_Problem requirements_
Format everything in the listing from the line containing "of the utility" down to the line containing "the tractor cab", both included, as a JSON list of strings, one string per line and no blank lines.
** Start of Data records **
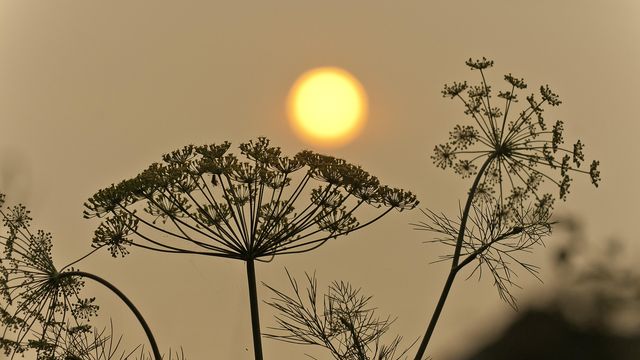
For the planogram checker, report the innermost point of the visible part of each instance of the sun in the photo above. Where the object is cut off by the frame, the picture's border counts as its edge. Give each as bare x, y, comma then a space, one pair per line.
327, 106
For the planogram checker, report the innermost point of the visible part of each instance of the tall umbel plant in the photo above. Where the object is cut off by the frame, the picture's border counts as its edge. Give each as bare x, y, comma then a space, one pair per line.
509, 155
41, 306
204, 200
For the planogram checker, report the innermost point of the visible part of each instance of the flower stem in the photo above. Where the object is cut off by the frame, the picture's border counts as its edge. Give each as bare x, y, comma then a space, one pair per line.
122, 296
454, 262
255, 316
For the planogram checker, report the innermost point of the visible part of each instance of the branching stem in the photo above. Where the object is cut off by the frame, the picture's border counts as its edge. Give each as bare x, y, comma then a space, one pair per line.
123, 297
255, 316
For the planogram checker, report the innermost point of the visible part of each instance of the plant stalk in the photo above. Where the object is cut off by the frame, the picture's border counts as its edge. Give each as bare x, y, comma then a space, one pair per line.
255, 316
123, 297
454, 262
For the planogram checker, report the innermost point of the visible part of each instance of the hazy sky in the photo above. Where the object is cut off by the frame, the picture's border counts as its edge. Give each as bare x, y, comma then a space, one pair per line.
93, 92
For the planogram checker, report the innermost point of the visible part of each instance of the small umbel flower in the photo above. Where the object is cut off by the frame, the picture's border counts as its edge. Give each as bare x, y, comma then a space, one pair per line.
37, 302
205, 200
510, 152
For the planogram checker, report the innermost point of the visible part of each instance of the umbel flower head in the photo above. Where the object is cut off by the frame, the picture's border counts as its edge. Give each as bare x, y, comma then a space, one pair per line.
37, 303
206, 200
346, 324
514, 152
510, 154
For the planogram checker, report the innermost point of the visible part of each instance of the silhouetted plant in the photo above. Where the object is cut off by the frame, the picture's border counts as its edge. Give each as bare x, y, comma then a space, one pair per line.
** End of Data records **
** Start of Data records **
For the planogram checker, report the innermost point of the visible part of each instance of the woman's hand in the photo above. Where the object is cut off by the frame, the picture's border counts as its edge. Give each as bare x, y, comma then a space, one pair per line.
** End of Data records **
** Start of Data records **
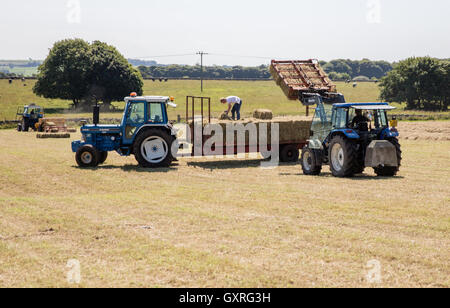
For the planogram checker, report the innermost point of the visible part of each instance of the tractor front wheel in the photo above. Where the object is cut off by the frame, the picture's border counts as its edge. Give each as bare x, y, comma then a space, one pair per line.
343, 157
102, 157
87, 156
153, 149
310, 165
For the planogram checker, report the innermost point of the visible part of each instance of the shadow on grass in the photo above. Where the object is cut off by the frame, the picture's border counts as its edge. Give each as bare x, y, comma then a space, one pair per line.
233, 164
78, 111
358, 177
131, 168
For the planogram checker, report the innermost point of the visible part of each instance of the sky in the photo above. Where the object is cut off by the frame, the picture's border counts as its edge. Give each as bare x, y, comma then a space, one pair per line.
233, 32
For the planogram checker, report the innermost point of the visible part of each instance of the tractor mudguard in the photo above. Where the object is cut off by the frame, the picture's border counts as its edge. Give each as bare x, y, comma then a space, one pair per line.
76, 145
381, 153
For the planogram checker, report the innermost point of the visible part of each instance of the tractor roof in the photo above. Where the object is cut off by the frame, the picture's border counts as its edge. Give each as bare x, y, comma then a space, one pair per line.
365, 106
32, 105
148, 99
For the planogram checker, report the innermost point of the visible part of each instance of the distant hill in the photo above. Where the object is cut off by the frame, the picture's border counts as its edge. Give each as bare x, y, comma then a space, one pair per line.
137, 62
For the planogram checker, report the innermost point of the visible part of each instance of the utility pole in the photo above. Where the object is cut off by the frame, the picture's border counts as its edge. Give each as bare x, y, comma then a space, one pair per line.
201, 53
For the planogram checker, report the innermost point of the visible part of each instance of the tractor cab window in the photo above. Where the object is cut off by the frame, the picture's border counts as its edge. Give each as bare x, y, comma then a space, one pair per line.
** End of Data records **
_Response_
[
  "For the planogram checker, report the innermost point of the visible part of each instance of the utility pole in the photo above. Where the object is cut off by the frame, the picture's border counts as its edge. Give each as bare x, y, comma then a space, one pair per line.",
  "201, 53",
  "For the planogram checker, report the innermost point of the visible part of each instance of the tractor cab window in the photo above. Where the object is cut off by the frame, the picture's border counts as its edge. Give each as bare x, y, comma then a space, one pair per line."
]